--- What the task asks ---
From the entries below, pull out everything from the line containing "Return one point per instance of the small" down to the final line of the entries, and reproduce those lines word for word.

:: Supplied data ::

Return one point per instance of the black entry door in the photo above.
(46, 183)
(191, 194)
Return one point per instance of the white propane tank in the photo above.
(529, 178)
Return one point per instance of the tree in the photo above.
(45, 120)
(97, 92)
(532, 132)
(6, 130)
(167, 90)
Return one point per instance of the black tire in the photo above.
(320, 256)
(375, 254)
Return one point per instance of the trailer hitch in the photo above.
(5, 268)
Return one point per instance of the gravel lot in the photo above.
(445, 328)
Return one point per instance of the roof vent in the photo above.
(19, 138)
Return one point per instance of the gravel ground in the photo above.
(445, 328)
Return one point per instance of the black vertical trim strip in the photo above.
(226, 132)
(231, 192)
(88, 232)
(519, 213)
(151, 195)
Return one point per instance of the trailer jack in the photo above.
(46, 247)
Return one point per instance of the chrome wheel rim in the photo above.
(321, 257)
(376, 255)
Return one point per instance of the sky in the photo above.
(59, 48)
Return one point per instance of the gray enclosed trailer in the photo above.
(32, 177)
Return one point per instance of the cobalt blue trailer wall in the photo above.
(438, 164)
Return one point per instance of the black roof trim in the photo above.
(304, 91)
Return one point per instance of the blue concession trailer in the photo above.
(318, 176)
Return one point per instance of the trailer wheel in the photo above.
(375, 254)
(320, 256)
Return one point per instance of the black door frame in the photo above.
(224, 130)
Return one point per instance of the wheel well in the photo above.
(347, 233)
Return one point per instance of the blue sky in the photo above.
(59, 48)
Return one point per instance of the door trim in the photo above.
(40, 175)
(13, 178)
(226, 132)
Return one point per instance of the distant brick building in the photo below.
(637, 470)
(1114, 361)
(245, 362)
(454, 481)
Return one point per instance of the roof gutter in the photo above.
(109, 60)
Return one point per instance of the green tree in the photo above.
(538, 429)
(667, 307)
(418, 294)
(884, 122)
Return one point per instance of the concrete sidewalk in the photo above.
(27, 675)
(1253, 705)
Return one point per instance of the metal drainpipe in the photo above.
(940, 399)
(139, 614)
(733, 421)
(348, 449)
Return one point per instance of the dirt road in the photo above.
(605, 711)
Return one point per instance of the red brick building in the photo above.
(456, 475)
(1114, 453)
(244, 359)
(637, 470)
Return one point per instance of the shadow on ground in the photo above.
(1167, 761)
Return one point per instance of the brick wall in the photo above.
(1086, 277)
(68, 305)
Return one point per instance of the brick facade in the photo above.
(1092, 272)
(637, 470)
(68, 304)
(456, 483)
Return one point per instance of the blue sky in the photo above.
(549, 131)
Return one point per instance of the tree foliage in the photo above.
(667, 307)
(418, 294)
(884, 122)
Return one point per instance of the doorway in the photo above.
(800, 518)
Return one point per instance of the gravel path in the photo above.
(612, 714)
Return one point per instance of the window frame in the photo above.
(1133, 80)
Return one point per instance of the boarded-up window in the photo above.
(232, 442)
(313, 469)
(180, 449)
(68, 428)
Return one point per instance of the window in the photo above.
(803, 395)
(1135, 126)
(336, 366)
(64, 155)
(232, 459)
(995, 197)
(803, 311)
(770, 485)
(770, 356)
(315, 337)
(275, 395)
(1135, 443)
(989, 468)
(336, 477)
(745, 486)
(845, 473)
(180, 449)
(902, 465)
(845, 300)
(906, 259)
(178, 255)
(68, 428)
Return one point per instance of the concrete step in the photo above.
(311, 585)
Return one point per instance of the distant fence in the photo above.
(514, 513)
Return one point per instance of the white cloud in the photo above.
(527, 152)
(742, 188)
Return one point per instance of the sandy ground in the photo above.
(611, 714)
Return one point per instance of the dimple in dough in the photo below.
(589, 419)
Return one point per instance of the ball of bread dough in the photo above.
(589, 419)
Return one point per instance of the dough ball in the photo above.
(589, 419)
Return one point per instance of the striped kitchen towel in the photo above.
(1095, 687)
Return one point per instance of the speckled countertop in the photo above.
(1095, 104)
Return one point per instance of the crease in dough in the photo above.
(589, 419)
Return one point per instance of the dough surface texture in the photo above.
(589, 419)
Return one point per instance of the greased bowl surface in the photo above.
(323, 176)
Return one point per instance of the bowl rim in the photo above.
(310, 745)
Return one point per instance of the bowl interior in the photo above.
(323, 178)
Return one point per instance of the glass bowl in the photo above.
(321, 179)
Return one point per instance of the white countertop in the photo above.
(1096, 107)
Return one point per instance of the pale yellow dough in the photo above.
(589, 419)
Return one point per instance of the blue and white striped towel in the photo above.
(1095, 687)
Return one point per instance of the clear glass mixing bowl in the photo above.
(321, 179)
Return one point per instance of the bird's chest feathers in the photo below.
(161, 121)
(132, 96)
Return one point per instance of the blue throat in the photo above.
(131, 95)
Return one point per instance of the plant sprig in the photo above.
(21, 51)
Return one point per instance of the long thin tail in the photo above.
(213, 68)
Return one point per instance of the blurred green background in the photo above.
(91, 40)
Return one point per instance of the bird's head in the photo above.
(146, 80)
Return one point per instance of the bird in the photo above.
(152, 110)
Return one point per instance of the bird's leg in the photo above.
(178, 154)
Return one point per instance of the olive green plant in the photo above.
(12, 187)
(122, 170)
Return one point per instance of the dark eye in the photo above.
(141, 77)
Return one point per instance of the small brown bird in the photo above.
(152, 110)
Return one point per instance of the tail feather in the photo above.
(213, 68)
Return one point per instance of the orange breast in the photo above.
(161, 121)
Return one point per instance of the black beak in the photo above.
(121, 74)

:::

--- Final result ---
Return one point per instance of the small brown bird in the photo above.
(152, 110)
Return one point per instance of the tail feather in the photo above.
(213, 68)
Return one point per instance of the orange breast in the photo above.
(161, 121)
Return one point per instance of the black beak in the photo above.
(121, 74)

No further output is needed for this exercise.